Stored data entries
* * *
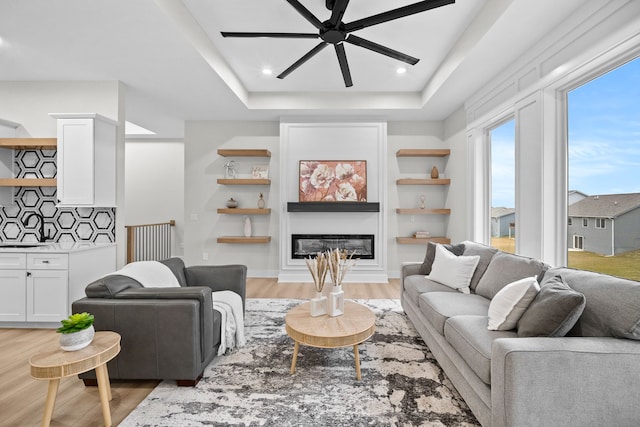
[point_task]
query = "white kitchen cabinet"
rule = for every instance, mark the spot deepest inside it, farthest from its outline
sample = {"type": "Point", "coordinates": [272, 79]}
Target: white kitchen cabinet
{"type": "Point", "coordinates": [13, 303]}
{"type": "Point", "coordinates": [47, 282]}
{"type": "Point", "coordinates": [86, 160]}
{"type": "Point", "coordinates": [37, 288]}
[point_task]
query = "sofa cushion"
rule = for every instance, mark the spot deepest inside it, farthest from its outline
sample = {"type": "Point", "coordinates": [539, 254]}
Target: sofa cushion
{"type": "Point", "coordinates": [419, 284]}
{"type": "Point", "coordinates": [510, 302]}
{"type": "Point", "coordinates": [439, 306]}
{"type": "Point", "coordinates": [430, 256]}
{"type": "Point", "coordinates": [613, 303]}
{"type": "Point", "coordinates": [485, 253]}
{"type": "Point", "coordinates": [505, 268]}
{"type": "Point", "coordinates": [469, 336]}
{"type": "Point", "coordinates": [453, 271]}
{"type": "Point", "coordinates": [553, 312]}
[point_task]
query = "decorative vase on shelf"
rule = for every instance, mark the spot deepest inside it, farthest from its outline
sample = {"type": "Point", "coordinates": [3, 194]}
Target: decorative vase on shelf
{"type": "Point", "coordinates": [247, 226]}
{"type": "Point", "coordinates": [434, 173]}
{"type": "Point", "coordinates": [336, 301]}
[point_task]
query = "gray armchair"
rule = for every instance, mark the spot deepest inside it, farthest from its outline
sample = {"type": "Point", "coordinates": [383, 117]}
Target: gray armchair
{"type": "Point", "coordinates": [167, 333]}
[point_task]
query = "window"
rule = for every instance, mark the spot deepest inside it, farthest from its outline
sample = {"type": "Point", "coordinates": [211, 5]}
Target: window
{"type": "Point", "coordinates": [603, 154]}
{"type": "Point", "coordinates": [503, 186]}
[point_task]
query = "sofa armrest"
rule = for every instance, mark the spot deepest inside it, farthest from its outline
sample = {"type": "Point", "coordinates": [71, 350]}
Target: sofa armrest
{"type": "Point", "coordinates": [570, 381]}
{"type": "Point", "coordinates": [219, 278]}
{"type": "Point", "coordinates": [162, 337]}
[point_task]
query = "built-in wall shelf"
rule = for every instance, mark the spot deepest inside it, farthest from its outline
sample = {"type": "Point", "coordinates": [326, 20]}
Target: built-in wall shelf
{"type": "Point", "coordinates": [244, 211]}
{"type": "Point", "coordinates": [417, 211]}
{"type": "Point", "coordinates": [333, 207]}
{"type": "Point", "coordinates": [29, 143]}
{"type": "Point", "coordinates": [244, 152]}
{"type": "Point", "coordinates": [244, 181]}
{"type": "Point", "coordinates": [422, 240]}
{"type": "Point", "coordinates": [245, 240]}
{"type": "Point", "coordinates": [416, 152]}
{"type": "Point", "coordinates": [423, 181]}
{"type": "Point", "coordinates": [28, 182]}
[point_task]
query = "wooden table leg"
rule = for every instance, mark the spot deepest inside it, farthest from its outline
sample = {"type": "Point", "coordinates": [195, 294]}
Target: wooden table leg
{"type": "Point", "coordinates": [104, 388]}
{"type": "Point", "coordinates": [50, 402]}
{"type": "Point", "coordinates": [357, 357]}
{"type": "Point", "coordinates": [296, 347]}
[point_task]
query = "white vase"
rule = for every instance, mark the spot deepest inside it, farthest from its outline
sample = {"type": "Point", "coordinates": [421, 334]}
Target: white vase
{"type": "Point", "coordinates": [336, 301]}
{"type": "Point", "coordinates": [77, 340]}
{"type": "Point", "coordinates": [247, 226]}
{"type": "Point", "coordinates": [318, 305]}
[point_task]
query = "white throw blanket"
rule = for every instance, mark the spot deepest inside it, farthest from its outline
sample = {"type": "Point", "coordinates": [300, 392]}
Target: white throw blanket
{"type": "Point", "coordinates": [229, 304]}
{"type": "Point", "coordinates": [154, 274]}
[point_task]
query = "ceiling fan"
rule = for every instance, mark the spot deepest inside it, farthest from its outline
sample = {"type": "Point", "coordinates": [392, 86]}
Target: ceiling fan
{"type": "Point", "coordinates": [335, 32]}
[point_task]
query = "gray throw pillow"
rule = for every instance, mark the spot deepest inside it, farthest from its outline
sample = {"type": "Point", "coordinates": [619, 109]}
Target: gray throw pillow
{"type": "Point", "coordinates": [553, 312]}
{"type": "Point", "coordinates": [425, 268]}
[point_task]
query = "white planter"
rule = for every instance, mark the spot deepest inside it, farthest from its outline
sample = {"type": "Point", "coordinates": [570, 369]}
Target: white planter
{"type": "Point", "coordinates": [77, 340]}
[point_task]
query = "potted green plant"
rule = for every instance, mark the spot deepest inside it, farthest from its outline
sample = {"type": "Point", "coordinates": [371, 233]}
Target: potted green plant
{"type": "Point", "coordinates": [77, 331]}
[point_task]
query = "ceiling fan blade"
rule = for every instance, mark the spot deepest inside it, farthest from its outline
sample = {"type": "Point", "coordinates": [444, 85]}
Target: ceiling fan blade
{"type": "Point", "coordinates": [344, 65]}
{"type": "Point", "coordinates": [275, 35]}
{"type": "Point", "coordinates": [306, 14]}
{"type": "Point", "coordinates": [358, 41]}
{"type": "Point", "coordinates": [395, 14]}
{"type": "Point", "coordinates": [302, 60]}
{"type": "Point", "coordinates": [338, 11]}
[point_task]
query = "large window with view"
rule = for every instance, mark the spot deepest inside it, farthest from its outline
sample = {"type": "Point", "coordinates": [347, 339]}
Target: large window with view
{"type": "Point", "coordinates": [604, 173]}
{"type": "Point", "coordinates": [503, 187]}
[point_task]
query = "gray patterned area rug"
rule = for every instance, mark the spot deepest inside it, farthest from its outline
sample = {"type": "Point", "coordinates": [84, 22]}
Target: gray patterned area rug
{"type": "Point", "coordinates": [402, 384]}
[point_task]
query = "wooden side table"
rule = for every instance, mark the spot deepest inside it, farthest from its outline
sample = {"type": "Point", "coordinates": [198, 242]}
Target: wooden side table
{"type": "Point", "coordinates": [54, 363]}
{"type": "Point", "coordinates": [355, 326]}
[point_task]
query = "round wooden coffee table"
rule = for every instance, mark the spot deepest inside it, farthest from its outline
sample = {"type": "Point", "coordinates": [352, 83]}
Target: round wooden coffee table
{"type": "Point", "coordinates": [355, 326]}
{"type": "Point", "coordinates": [53, 363]}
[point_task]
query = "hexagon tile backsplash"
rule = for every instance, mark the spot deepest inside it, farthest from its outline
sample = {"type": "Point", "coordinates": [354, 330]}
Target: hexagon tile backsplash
{"type": "Point", "coordinates": [61, 224]}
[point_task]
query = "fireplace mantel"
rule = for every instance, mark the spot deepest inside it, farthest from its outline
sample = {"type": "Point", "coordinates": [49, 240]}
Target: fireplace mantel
{"type": "Point", "coordinates": [333, 207]}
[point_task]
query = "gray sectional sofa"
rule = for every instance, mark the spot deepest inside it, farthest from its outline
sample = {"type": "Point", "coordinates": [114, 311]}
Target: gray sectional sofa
{"type": "Point", "coordinates": [589, 376]}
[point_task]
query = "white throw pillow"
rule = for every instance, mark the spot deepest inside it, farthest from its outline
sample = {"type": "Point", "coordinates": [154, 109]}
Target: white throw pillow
{"type": "Point", "coordinates": [510, 303]}
{"type": "Point", "coordinates": [453, 271]}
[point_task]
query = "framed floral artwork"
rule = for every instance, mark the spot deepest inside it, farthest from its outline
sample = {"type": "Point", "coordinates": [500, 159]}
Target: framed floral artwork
* * *
• _What is required_: Go through the data above and copy each line that holds the word "framed".

• _Expected answer_:
query = "framed floral artwork"
Target: framed floral artwork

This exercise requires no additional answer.